[Begin]

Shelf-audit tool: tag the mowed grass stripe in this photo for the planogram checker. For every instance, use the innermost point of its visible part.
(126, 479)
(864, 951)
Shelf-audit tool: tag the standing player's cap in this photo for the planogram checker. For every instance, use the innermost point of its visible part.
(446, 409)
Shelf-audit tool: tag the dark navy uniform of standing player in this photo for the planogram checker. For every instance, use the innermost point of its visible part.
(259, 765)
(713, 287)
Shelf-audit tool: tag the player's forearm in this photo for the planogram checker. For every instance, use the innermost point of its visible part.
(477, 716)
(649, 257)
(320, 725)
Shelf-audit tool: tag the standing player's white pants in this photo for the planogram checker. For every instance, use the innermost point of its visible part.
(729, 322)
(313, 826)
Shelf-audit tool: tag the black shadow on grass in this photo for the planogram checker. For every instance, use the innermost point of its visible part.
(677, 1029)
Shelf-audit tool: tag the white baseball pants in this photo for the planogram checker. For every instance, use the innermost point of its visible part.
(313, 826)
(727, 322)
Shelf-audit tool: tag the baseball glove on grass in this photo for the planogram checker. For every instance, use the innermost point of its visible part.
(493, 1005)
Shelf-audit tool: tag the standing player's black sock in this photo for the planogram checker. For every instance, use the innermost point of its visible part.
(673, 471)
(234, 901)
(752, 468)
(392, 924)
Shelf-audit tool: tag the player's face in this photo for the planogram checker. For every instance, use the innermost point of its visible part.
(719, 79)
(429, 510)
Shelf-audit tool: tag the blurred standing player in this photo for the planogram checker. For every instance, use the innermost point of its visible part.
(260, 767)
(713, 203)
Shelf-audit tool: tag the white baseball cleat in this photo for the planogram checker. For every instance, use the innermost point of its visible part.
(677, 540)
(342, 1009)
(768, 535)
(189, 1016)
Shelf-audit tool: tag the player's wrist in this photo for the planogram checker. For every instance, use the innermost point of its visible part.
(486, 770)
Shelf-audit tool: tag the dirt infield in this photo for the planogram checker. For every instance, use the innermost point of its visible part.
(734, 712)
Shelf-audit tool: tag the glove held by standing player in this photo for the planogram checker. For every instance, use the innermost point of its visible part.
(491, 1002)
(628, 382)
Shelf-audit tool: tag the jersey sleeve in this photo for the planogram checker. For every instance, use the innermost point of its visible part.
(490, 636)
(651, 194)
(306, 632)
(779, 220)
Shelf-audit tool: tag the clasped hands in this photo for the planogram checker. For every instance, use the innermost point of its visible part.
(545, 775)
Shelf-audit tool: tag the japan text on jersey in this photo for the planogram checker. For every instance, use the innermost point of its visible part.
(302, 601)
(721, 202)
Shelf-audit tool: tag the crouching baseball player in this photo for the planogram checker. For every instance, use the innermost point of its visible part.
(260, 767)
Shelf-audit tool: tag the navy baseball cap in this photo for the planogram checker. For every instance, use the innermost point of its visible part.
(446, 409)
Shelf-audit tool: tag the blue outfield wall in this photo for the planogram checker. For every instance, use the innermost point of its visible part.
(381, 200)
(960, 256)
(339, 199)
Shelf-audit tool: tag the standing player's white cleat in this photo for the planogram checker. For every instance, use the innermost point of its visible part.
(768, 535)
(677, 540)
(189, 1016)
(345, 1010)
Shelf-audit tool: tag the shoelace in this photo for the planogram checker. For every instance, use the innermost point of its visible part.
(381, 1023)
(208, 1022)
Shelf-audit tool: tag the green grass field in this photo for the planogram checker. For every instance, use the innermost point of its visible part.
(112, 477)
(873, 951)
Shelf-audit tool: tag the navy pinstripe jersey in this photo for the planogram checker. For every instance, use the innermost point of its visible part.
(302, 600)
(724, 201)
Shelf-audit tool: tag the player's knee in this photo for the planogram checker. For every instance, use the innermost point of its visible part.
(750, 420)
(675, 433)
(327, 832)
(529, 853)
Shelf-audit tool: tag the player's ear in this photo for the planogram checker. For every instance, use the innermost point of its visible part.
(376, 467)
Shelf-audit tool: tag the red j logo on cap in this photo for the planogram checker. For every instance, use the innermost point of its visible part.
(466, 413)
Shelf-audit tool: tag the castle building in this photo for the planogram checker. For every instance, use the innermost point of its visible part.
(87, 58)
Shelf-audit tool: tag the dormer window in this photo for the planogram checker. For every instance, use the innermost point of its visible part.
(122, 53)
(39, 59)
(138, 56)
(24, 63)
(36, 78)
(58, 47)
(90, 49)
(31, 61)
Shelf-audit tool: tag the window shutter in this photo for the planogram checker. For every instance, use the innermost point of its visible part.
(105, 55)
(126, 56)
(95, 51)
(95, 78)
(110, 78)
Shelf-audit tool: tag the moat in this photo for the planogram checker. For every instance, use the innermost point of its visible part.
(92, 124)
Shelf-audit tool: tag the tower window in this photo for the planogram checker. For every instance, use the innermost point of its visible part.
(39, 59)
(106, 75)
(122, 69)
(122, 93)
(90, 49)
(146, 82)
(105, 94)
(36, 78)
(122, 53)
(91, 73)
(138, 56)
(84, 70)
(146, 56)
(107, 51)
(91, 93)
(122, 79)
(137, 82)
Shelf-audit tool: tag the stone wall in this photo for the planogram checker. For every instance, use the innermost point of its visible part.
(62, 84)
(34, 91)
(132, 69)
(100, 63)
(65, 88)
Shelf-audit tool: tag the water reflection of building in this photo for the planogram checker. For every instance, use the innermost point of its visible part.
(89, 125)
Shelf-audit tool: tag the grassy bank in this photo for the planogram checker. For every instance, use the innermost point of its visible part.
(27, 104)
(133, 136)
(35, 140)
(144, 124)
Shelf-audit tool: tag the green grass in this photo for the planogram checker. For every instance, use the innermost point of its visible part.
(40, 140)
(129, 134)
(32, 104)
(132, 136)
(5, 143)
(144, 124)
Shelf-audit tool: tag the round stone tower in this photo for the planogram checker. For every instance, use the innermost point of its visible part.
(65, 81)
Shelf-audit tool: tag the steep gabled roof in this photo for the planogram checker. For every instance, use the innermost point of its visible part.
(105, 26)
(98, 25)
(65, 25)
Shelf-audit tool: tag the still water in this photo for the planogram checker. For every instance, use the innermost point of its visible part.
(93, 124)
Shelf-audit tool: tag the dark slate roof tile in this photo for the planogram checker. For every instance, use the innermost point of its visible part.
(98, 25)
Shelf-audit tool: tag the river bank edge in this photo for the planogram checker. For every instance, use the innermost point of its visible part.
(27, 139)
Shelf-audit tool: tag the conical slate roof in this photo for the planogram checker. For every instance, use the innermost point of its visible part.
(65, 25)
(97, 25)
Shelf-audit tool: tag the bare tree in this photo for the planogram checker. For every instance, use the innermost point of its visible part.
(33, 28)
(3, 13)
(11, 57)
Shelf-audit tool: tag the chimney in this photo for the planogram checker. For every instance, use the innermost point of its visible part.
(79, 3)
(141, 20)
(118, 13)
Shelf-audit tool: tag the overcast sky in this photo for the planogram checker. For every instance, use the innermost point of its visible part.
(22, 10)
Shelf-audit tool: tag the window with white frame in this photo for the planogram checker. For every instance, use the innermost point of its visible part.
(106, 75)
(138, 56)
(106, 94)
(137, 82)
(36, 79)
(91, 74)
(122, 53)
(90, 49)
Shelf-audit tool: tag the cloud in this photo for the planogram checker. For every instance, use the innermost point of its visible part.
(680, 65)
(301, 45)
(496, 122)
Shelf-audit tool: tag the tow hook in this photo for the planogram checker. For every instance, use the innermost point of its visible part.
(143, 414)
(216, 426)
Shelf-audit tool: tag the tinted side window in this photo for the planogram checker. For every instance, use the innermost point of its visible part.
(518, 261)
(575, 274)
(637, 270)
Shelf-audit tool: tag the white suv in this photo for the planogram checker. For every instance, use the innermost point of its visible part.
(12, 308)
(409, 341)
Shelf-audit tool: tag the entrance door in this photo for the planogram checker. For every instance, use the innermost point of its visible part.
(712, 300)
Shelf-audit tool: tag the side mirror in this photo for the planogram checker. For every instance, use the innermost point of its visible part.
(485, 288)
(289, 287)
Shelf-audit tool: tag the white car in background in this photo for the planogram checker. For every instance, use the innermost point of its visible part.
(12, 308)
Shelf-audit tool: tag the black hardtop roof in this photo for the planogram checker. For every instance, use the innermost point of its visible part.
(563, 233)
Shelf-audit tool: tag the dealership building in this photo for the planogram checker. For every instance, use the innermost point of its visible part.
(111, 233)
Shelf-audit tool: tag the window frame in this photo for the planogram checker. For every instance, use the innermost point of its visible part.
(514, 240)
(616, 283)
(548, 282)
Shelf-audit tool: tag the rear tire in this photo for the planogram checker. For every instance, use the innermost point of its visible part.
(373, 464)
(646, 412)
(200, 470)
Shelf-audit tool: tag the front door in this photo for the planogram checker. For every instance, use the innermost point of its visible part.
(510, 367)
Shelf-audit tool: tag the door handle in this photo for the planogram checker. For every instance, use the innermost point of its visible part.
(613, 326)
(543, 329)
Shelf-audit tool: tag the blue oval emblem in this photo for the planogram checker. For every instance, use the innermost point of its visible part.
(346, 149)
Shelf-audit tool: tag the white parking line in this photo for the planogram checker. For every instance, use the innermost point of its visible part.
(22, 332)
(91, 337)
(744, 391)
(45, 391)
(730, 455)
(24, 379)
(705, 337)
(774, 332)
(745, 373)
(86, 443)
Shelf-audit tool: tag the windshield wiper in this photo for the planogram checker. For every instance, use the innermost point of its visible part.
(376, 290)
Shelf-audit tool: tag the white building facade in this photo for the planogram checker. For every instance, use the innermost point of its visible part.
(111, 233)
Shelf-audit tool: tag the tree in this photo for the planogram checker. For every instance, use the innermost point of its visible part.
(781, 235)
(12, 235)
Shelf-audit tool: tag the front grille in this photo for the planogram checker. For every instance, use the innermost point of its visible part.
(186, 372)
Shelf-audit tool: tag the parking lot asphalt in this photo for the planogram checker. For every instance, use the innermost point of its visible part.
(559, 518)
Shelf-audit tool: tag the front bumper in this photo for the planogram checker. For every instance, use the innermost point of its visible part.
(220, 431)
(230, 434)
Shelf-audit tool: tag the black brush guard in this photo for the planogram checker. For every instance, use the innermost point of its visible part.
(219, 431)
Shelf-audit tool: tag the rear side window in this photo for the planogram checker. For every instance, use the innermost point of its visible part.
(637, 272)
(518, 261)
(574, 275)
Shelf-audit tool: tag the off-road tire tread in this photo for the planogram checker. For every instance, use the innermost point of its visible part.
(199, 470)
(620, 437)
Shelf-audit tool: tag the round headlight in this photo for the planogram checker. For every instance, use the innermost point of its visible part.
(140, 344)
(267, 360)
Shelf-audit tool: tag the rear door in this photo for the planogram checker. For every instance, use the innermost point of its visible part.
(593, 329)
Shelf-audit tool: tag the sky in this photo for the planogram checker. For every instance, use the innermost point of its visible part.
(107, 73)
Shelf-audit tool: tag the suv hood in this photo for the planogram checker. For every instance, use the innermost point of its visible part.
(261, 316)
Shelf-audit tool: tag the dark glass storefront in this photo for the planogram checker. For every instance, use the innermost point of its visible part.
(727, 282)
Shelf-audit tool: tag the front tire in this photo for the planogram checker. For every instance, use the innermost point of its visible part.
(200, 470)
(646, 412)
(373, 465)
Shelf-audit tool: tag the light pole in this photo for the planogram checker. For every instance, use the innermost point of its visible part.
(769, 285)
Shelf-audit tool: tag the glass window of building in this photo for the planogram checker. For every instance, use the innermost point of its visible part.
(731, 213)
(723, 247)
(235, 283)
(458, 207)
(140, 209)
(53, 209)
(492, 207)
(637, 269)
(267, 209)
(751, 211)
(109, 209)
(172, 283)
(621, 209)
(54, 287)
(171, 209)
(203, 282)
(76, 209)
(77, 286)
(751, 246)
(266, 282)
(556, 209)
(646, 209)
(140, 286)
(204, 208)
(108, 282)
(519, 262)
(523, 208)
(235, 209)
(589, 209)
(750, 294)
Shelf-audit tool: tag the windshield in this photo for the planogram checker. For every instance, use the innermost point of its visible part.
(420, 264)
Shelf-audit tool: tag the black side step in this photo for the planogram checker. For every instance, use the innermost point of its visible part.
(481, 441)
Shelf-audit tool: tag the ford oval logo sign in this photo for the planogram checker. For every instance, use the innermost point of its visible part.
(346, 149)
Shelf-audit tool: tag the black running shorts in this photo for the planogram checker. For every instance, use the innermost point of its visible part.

[End]

__THE REQUEST__. In the entries above, find the line containing "Shelf-audit tool: tag the glass". Set down that line and every line after it through the last one, exactly and alone.

__TASK RESULT__.
Shelf-audit tool: tag the glass window of building in this photo for the planogram checker. For every instance, use the innermost point of its visible part.
(731, 213)
(723, 247)
(235, 283)
(458, 207)
(140, 209)
(53, 209)
(492, 207)
(637, 269)
(267, 209)
(751, 211)
(109, 209)
(172, 283)
(621, 209)
(54, 287)
(171, 209)
(203, 282)
(76, 209)
(77, 286)
(751, 246)
(266, 282)
(556, 209)
(646, 209)
(140, 286)
(204, 208)
(108, 282)
(519, 262)
(523, 208)
(235, 209)
(589, 209)
(750, 294)
Shelf-audit tool: tag the windshield in this photo for the planogram checker. For every instance, use the innermost point of its visible part.
(420, 264)
Shelf-audit tool: tag the black side step in this photo for the planogram checker. For every instance, use the innermost point of its visible part.
(481, 441)
Shelf-audit tool: tag the ford oval logo sign in this photo for the planogram checker. For every instance, use the innermost point of its visible part.
(346, 149)
Shelf-audit tool: tag the black running shorts in this photo for the planogram checker. For every instance, use the innermost point of its visible part.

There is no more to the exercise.